Page excerpt:
Mole Rats in Space Review

Quick Look:

Designer: Matt Leacock
Artist: Not listed
Publisher: Peaceable Kingdom
Year Published: 2017
No. of Players: 2-4
Ages: 7+
Playing Time: 20 minutes
Find more info on BoardGameGeek.com

A long time ago in a space station far far away the rebel mole rat alliance was going about their own business when suddenly they were boarded by the dreaded troopers of the Imperial Snake Empire. The mole rats must now abandon their posts and get to the escape pod before they are captured or worse.

Can your team maneuver your mole rats to the escape pod and safety before the snakes get to your crew or the pod? If so you will be victories if not it will certainly spell doom for this small band of rebel rats.


Mole Rats in Space is a cooperative game designed by none other than Matt Leacock, famed creator of Pandemic. In Mole Rats players will move their mole rats around the space station avoiding snakes, collecting parts, and getting to the escape pod as quickly as they can. Players move their characters based on the card they play from their hand which also moves or activates the snakes. If the players can get all the mole rats and parts in the escape pod the players win collectively. If a player’s mole rat perishes, or a snake enters the escape pod, or the draw deck runs out the snakes are victorious and the players loose.

To set up Mole Rats the board is set in the center of the playing surface with the equipment tokens placed on their spots and one snake of each color placed on their corresponding spawning point. Each player chooses a color mole rat to be and places it along with a med kit onto the board in their starting locations. Next the cards are shuffled and each player is dealt one card face up while the other cards are placed face down next to the board to create the draw deck. Finally the additional snake tokens are placed near the board to use throughout the game.

4 player setup.

A player’s turn is broken up into three steps:
1) Play card. There are two parts to a card that must be taken in to consideration when playing. First is the mole rat(s) movement. Movement can be for the current player’s mole rat, all player’s mole rats, or the current player’s choice of mole rate depending on the card.

Mole rats move the number of spaces indicated by the number of arrows on the card in any direction they choose. Mole rats move through ladders, other mole rates, equipment, and air shafts, however mole rats may not move through snakes. If a player ends her turn on a ladder she moves her mole rat up the ladder (never down). If she ends her turn on an air shaft she moves her mole rat down the shaft (never up). If she ends her turn on a piece of equipment she picks it up and places it in her mole rat’s backpack.

If a player moves through a snake or ends her turn on a snake her mole rat has been bitten and must move back to her starting location and discards her med pack. The second time her mole rat is bitten the game is over.

Snakes move in a similar way to the mole rats.

2) Discard card. Once the player has moved the mole rat(s) and snake(s) she places that card in the discard pile.
3) Draw a new card. She now draws a card form the draw pile. If the draw pile runs out players can continue playing their remaining cards until they win or run out of cards. Once out of cards the players loose.

Middle of the game. A red snake is moving in on the green player’s mole rat.

Natural-language region descriptions:

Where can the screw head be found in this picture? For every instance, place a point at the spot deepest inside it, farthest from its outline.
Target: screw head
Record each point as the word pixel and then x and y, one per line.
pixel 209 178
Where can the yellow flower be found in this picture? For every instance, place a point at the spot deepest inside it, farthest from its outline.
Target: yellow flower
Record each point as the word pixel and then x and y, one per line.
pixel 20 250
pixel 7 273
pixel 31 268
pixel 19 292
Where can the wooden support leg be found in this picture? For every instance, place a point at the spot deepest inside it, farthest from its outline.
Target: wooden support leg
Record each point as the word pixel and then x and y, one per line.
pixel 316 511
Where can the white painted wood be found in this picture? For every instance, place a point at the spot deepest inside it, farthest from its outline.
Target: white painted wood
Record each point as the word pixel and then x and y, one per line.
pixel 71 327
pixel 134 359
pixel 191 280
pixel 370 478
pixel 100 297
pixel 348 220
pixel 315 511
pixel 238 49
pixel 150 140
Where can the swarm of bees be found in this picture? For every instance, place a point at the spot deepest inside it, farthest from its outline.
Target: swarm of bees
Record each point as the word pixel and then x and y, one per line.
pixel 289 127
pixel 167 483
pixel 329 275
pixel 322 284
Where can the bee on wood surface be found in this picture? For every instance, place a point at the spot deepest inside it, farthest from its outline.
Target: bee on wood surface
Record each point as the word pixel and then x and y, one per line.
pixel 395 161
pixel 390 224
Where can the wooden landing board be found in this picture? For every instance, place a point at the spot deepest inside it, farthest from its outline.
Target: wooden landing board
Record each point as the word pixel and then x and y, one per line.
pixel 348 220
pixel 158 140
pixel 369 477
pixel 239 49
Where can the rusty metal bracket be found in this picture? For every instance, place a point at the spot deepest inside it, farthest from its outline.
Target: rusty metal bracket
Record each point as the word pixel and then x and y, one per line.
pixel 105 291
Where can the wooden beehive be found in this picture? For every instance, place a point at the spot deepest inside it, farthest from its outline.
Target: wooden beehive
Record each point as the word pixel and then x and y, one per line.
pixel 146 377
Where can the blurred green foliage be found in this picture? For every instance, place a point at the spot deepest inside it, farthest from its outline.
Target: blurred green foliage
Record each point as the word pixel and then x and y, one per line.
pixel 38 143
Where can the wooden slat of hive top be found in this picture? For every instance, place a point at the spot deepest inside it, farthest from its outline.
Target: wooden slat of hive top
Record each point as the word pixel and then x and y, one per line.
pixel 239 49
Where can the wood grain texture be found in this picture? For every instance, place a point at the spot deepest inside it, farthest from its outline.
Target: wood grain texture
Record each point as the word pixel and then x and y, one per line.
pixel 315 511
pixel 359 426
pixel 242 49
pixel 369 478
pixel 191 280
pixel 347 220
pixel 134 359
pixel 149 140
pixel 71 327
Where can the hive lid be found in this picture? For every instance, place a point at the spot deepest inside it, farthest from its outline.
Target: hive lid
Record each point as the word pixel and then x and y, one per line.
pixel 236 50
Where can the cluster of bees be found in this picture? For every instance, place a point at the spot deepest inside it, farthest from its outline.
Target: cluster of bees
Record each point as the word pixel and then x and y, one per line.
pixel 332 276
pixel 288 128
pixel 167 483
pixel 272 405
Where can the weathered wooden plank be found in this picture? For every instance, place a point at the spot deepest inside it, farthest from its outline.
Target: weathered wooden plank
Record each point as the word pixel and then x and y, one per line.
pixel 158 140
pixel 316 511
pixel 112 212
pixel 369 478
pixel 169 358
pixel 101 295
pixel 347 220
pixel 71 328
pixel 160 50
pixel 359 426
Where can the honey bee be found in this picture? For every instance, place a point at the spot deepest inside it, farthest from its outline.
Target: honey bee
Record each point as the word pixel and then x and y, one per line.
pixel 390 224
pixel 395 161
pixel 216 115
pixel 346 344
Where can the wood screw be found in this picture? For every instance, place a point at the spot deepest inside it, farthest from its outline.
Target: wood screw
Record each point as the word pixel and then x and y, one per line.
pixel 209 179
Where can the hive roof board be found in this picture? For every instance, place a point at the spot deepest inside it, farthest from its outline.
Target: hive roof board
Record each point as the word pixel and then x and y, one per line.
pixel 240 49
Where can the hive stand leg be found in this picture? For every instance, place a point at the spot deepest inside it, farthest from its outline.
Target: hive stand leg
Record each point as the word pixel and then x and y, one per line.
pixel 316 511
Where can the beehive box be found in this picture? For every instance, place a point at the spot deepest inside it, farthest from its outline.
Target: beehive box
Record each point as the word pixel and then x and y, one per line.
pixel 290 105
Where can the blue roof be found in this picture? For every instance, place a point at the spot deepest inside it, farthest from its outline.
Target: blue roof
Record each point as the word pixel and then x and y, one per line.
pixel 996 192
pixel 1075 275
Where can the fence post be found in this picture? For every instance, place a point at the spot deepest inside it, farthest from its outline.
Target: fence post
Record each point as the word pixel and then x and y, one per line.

Task instructions:
1) Extract the portion of the Mole Rats in Space review between "2) Discard card." and "player’s mole rat.", inclusive.
2) Name the steps that make up a player's turn in the Mole Rats in Space review.
3) Carry on writing the Mole Rats in Space review from its final sentence.
The items are separate material and are unrelated to the review.

Per-task outputs:
1)
2) Discard card. Once the player has moved the mole rat(s) and snake(s) she places that card in the discard pile.
3) Draw a new card. She now draws a card form the draw pile. If the draw pile runs out players can continue playing their remaining cards until they win or run out of cards. Once out of cards the players loose.

Middle of the game. A red snake is moving in on the green player’s mole rat.

2)
1) Play card
2) Discard card
3) Draw a new card

3)
Players take turns clockwise around the table until one of five things happen:
1) The players get all their mole rats and the four pieces of equipment to the escape pod. Results in the players winning.
2) A snake enters into the escape pod. Results in the players loosing.
3) A player gets bit twice. Results in the players loosing.
4) A player’s mole rat gets thrown into space by falling down an air shaft.
5) The players run out of cards. Results in the players loosing.

There is also a sealed “challenge” envelope included in the game which adds additional cards and a new way to loose the game. I will keep the rest secrete as to not ruin the surprise for you.

The players are victorious and are able to escape the clutches of the evil Imperial Empire of Snakes.


Imagine Chutes and Ladders meets Pandemic and there you’ll find Mole Rats in Space. It is a great mix of  a modern cooperative euro game and a classic kid’s game. To my knowledge this is Matt Leacock’s first foray into children’s games, although my kids play Pandemic all the time, and he has done a stellar job.

Mole Rats in Space is a great introduction to cooperative gaming mechanics for younger players. It is similar in it’s accessibility as Cauldron Quest and Race for the Treasure, also published by Peaceable Kingdom, but a little deeper and tends to create more suspense. The cooperative style of players verses the game is simple yet fun. Player’s cards act as both movement for the mole rats and the snakes which makes for some interesting decisions. Matt has also added three ways for the game to win which is very characteristic of his titles and keeps players on their toes.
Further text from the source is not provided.